EXERCISE INSTRUCTIONS
Make your reply a word-for-word repeat of the records.

· · · ·

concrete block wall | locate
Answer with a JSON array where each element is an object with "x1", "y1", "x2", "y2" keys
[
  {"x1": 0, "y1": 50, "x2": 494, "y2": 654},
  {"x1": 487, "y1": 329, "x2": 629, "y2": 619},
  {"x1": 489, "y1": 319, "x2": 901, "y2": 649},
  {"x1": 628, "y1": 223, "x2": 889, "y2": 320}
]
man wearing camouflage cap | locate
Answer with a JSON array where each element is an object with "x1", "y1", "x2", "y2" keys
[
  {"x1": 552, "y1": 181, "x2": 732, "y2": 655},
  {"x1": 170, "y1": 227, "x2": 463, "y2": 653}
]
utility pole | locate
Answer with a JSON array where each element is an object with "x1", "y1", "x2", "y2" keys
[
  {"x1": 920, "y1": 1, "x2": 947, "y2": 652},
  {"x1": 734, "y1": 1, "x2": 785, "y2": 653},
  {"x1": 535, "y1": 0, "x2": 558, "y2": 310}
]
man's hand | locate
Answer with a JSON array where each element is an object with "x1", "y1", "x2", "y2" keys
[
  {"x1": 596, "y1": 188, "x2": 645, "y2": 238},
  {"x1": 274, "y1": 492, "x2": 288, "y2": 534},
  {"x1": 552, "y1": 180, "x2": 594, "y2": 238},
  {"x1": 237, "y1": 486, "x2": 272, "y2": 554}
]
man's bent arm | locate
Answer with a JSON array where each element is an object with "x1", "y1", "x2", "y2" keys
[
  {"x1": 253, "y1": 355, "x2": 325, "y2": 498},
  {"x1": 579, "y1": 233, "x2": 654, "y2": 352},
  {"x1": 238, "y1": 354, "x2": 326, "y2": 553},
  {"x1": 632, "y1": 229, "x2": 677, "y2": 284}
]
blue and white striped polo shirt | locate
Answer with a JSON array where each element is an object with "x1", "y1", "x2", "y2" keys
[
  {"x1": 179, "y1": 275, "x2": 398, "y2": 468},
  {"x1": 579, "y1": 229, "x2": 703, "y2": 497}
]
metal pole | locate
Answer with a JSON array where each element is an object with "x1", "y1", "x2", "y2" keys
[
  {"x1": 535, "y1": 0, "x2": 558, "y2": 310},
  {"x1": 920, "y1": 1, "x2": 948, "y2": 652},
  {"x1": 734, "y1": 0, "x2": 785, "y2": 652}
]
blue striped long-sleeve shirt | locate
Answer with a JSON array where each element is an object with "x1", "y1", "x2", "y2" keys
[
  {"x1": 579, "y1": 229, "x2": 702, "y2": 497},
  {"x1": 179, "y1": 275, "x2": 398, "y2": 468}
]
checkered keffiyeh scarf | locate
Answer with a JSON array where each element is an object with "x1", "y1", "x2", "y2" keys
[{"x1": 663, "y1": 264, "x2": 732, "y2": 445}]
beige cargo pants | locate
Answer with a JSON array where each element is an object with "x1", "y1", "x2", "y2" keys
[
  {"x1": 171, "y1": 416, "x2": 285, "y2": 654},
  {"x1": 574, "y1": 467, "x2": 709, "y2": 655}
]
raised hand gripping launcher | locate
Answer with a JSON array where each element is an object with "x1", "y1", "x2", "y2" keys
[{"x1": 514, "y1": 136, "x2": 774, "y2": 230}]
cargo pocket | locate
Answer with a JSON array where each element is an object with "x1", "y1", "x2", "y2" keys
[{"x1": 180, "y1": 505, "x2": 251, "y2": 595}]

· · · ·

WRITTEN REPLY
concrete block wall | locate
Answer with a JSON array where each element is an object with "x1", "y1", "x2", "y2" keys
[
  {"x1": 0, "y1": 50, "x2": 494, "y2": 654},
  {"x1": 487, "y1": 329, "x2": 629, "y2": 619},
  {"x1": 489, "y1": 319, "x2": 901, "y2": 649},
  {"x1": 628, "y1": 223, "x2": 889, "y2": 320}
]
man wearing camouflage cap | locate
Answer with a JSON array where each element is an object with "x1", "y1", "x2", "y2" keys
[
  {"x1": 552, "y1": 181, "x2": 732, "y2": 655},
  {"x1": 170, "y1": 227, "x2": 463, "y2": 653}
]
utility pole | locate
Answer with a JSON array where each element is an object with "x1", "y1", "x2", "y2" keys
[
  {"x1": 920, "y1": 1, "x2": 947, "y2": 652},
  {"x1": 734, "y1": 1, "x2": 785, "y2": 653},
  {"x1": 535, "y1": 0, "x2": 558, "y2": 310}
]
man's hand | locate
Answer with a JSON array where each element is an object with "x1", "y1", "x2", "y2" keys
[
  {"x1": 596, "y1": 188, "x2": 645, "y2": 238},
  {"x1": 274, "y1": 492, "x2": 288, "y2": 534},
  {"x1": 552, "y1": 180, "x2": 594, "y2": 238},
  {"x1": 237, "y1": 486, "x2": 272, "y2": 554}
]
man's bent arm | locate
Answer with a JSON array where each element is an object with "x1", "y1", "x2", "y2" keys
[
  {"x1": 253, "y1": 355, "x2": 325, "y2": 498},
  {"x1": 579, "y1": 233, "x2": 654, "y2": 352},
  {"x1": 238, "y1": 354, "x2": 326, "y2": 553},
  {"x1": 632, "y1": 229, "x2": 677, "y2": 284}
]
blue and white striped polo shirt | locate
Answer with a JSON array where each element is an object with "x1", "y1", "x2", "y2" keys
[
  {"x1": 179, "y1": 275, "x2": 398, "y2": 468},
  {"x1": 579, "y1": 229, "x2": 703, "y2": 497}
]
metal pole | locate
Answer with a JSON array where each element is an object with "x1", "y1", "x2", "y2" keys
[
  {"x1": 535, "y1": 0, "x2": 558, "y2": 310},
  {"x1": 920, "y1": 1, "x2": 948, "y2": 652},
  {"x1": 734, "y1": 0, "x2": 785, "y2": 652}
]
blue striped long-sleeve shirt | locate
Answer with a JSON array where each element is an object with "x1", "y1", "x2", "y2" keys
[
  {"x1": 579, "y1": 229, "x2": 702, "y2": 497},
  {"x1": 179, "y1": 275, "x2": 398, "y2": 468}
]
checkered keffiyeh scarf | locate
Answer with a JSON array where each element is an object with "x1", "y1", "x2", "y2" keys
[{"x1": 663, "y1": 264, "x2": 732, "y2": 445}]
beige cargo pants | locate
Answer with a JSON array where each element is an object with "x1", "y1", "x2", "y2" keys
[
  {"x1": 171, "y1": 416, "x2": 285, "y2": 654},
  {"x1": 574, "y1": 467, "x2": 709, "y2": 655}
]
raised hand gripping launcher | locate
Answer with a JSON array where each element is an object with "x1", "y1", "x2", "y2" keys
[{"x1": 514, "y1": 136, "x2": 774, "y2": 230}]
cargo pocket | locate
Answer with a JSON array where each element is an object with "x1", "y1", "x2", "y2" keys
[{"x1": 180, "y1": 505, "x2": 251, "y2": 595}]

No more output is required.